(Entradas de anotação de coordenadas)
---------------

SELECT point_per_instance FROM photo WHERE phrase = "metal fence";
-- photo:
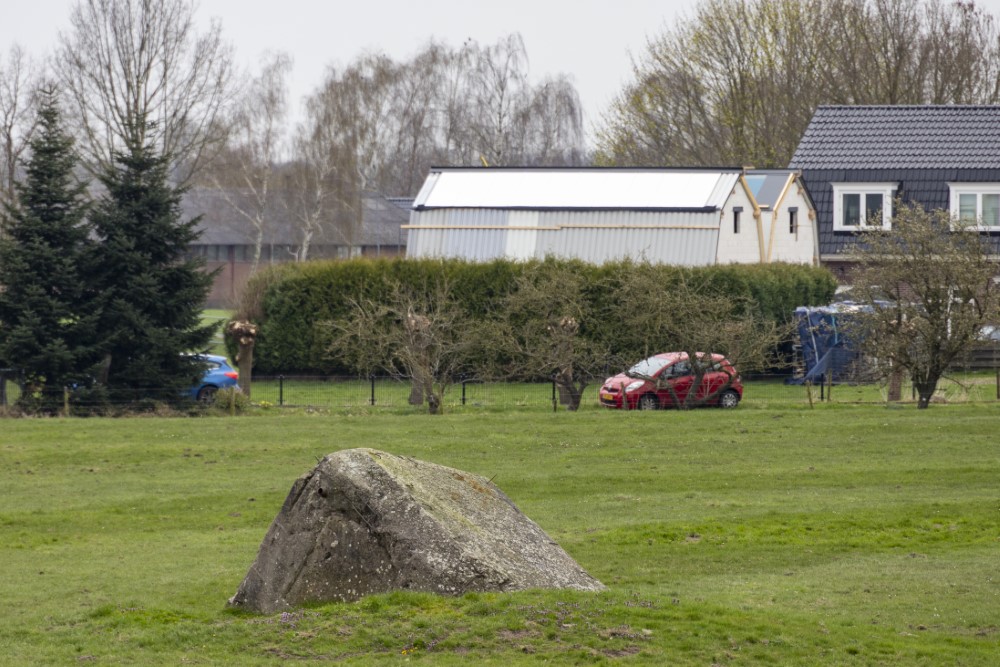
(378, 393)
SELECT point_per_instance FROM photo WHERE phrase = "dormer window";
(976, 205)
(862, 206)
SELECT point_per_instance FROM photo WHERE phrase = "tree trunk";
(925, 391)
(896, 385)
(245, 334)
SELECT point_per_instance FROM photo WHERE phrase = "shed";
(690, 216)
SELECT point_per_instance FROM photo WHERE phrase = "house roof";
(577, 189)
(767, 185)
(901, 137)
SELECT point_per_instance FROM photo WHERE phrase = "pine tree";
(46, 317)
(151, 296)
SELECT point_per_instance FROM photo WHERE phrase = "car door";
(674, 383)
(713, 381)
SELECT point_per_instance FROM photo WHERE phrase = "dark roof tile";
(901, 137)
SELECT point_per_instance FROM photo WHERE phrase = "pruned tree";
(543, 332)
(689, 316)
(705, 91)
(47, 312)
(419, 333)
(930, 284)
(19, 82)
(140, 74)
(244, 172)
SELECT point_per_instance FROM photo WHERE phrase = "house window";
(862, 206)
(976, 205)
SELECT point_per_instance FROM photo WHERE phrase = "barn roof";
(578, 189)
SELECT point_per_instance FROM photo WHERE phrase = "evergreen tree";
(46, 317)
(151, 296)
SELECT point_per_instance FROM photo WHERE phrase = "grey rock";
(364, 521)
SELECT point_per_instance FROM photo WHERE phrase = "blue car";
(218, 375)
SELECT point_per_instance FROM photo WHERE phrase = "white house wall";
(744, 247)
(800, 247)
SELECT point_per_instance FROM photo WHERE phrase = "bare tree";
(544, 330)
(244, 173)
(930, 284)
(419, 332)
(19, 83)
(739, 81)
(140, 74)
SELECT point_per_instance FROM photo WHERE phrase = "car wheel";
(648, 402)
(729, 399)
(207, 393)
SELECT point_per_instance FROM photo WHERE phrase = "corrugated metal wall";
(685, 238)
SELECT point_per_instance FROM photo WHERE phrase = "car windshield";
(648, 367)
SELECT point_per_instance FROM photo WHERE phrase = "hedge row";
(291, 300)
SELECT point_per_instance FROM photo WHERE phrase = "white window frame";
(978, 189)
(888, 192)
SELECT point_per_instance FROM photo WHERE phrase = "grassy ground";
(843, 535)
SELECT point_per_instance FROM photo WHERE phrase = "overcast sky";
(590, 40)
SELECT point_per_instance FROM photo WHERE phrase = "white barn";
(685, 217)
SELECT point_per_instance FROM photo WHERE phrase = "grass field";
(844, 535)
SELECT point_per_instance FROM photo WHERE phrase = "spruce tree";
(46, 316)
(151, 297)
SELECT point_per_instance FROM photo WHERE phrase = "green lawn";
(844, 535)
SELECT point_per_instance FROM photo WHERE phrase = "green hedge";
(295, 298)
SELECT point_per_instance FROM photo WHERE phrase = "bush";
(231, 400)
(289, 303)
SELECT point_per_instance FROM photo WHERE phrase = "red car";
(665, 380)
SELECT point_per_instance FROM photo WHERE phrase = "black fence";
(384, 393)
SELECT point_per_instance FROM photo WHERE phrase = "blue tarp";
(825, 345)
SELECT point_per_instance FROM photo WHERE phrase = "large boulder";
(364, 521)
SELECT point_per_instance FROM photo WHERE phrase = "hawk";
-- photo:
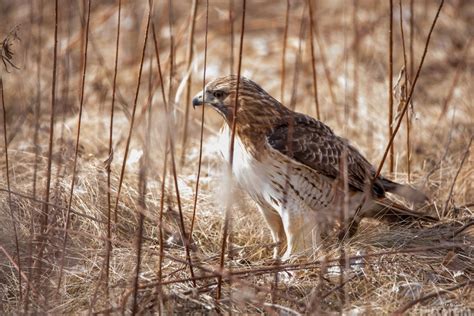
(294, 167)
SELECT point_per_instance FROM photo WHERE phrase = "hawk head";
(255, 105)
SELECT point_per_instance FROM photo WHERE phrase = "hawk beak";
(197, 100)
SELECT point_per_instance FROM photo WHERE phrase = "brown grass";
(385, 269)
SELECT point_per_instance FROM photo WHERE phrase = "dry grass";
(425, 269)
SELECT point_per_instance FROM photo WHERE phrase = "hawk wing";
(315, 145)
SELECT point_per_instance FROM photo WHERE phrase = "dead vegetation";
(421, 269)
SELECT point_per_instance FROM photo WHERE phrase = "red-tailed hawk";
(290, 164)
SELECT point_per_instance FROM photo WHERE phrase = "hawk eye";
(218, 94)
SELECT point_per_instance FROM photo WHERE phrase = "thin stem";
(187, 100)
(76, 148)
(231, 150)
(196, 189)
(283, 55)
(15, 233)
(412, 89)
(313, 61)
(390, 86)
(111, 153)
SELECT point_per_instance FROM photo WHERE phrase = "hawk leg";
(275, 223)
(302, 233)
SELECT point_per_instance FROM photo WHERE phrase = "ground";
(419, 268)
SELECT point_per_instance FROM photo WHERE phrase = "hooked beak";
(198, 100)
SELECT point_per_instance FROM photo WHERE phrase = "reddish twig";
(390, 87)
(201, 136)
(76, 148)
(313, 61)
(111, 153)
(231, 149)
(412, 89)
(187, 100)
(10, 204)
(173, 161)
(283, 55)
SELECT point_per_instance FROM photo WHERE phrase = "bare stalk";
(283, 55)
(187, 101)
(196, 189)
(390, 86)
(17, 246)
(76, 148)
(412, 88)
(111, 153)
(231, 151)
(313, 61)
(44, 216)
(173, 161)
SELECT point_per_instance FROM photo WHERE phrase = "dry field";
(92, 218)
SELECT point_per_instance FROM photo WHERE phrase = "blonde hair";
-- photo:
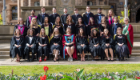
(31, 25)
(127, 19)
(16, 33)
(112, 13)
(41, 32)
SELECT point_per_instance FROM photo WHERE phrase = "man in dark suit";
(64, 16)
(53, 16)
(76, 16)
(41, 16)
(87, 15)
(99, 16)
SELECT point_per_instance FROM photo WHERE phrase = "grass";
(93, 68)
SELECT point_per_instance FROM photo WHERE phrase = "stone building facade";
(14, 11)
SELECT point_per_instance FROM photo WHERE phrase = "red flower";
(46, 68)
(43, 77)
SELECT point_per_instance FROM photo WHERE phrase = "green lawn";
(93, 68)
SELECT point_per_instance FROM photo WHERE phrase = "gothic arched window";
(14, 13)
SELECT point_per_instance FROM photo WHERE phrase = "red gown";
(64, 50)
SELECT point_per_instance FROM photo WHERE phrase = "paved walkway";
(132, 60)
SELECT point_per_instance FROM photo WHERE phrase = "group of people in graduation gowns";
(67, 35)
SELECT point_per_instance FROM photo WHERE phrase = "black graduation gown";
(32, 49)
(50, 29)
(14, 50)
(53, 17)
(90, 27)
(58, 40)
(121, 51)
(60, 28)
(81, 40)
(114, 30)
(41, 17)
(105, 41)
(95, 51)
(24, 31)
(72, 28)
(75, 18)
(64, 18)
(43, 50)
(78, 27)
(97, 17)
(29, 19)
(36, 30)
(86, 18)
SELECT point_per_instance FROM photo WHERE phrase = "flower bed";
(76, 75)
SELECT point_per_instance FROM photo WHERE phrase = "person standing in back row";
(87, 15)
(53, 16)
(40, 17)
(99, 16)
(76, 16)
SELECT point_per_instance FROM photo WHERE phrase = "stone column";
(29, 3)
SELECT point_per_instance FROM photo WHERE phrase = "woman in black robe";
(47, 27)
(58, 25)
(35, 26)
(69, 23)
(107, 45)
(80, 25)
(94, 43)
(17, 45)
(91, 25)
(43, 43)
(121, 47)
(103, 25)
(56, 43)
(82, 44)
(30, 41)
(23, 29)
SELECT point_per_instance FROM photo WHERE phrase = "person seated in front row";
(94, 43)
(58, 25)
(69, 45)
(47, 27)
(35, 26)
(69, 23)
(30, 41)
(81, 44)
(43, 42)
(22, 28)
(80, 25)
(103, 25)
(17, 44)
(56, 43)
(121, 47)
(115, 25)
(107, 44)
(91, 25)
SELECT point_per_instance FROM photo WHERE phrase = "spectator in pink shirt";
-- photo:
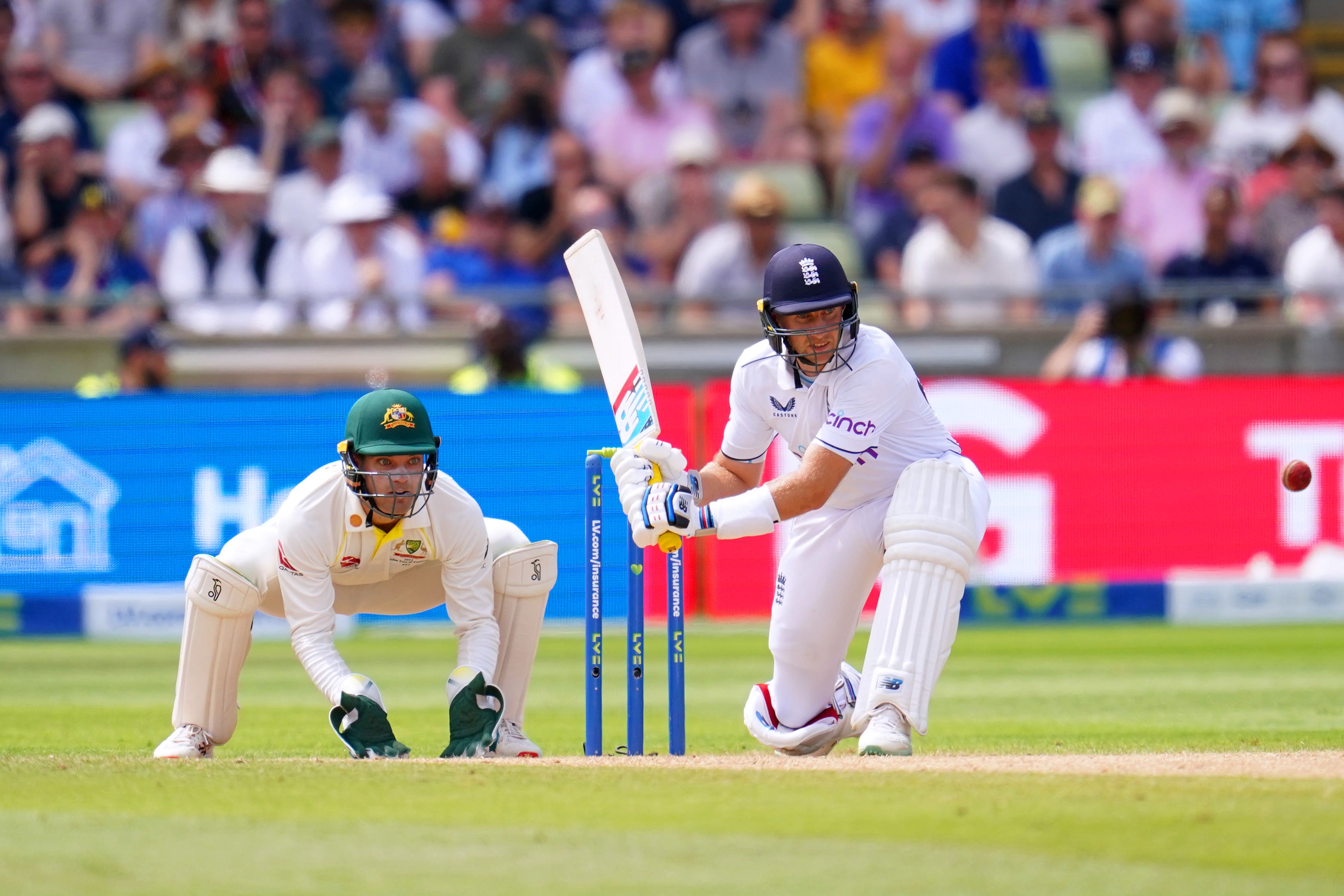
(1164, 206)
(632, 142)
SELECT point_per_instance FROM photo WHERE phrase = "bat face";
(633, 410)
(616, 338)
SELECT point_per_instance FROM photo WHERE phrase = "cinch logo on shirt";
(850, 425)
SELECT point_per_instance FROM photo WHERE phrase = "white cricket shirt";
(871, 412)
(326, 541)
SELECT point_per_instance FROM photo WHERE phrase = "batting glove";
(633, 471)
(668, 507)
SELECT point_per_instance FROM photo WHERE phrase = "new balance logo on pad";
(890, 683)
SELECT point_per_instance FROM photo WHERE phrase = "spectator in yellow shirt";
(842, 65)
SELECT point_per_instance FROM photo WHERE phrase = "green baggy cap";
(389, 422)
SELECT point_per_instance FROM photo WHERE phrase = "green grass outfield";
(83, 809)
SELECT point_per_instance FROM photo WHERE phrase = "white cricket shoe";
(888, 734)
(189, 742)
(513, 743)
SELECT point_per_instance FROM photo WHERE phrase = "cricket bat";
(620, 352)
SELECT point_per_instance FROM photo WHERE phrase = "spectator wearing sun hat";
(49, 183)
(726, 264)
(297, 201)
(190, 144)
(362, 270)
(1164, 205)
(231, 275)
(1116, 135)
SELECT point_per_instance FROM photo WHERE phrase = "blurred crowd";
(256, 166)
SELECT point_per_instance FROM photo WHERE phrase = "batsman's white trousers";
(827, 573)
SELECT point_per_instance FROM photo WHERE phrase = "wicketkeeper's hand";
(472, 720)
(667, 507)
(362, 724)
(633, 471)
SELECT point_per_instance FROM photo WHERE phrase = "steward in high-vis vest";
(380, 531)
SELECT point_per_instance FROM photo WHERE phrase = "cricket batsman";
(380, 531)
(881, 489)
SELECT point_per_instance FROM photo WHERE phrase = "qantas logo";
(284, 562)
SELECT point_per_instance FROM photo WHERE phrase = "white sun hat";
(234, 170)
(45, 121)
(355, 199)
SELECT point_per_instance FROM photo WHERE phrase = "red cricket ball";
(1298, 476)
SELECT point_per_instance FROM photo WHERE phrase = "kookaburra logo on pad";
(809, 272)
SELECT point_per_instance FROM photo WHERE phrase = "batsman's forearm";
(718, 482)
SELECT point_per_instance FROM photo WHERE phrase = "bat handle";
(668, 542)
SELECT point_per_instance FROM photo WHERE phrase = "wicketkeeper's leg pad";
(525, 576)
(216, 639)
(931, 535)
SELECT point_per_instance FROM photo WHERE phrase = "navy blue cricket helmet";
(803, 279)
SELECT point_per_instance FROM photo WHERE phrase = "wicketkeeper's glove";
(472, 720)
(362, 724)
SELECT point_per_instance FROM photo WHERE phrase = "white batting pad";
(931, 538)
(216, 640)
(523, 582)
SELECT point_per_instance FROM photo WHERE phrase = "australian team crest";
(398, 416)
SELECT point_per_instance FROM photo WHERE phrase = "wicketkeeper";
(380, 531)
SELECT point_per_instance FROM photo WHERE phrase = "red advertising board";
(1117, 483)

---------------

• O que fazer:
Extraia dos registros todas as linhas em que aparece a palavra "roof". Maiúsculas e minúsculas fazem diferença.

• Resposta completa:
SELECT point_per_instance FROM photo WHERE phrase = "house roof";
SELECT point_per_instance FROM photo WHERE phrase = "dark roof tile";
SELECT point_per_instance FROM photo WHERE phrase = "barn roof";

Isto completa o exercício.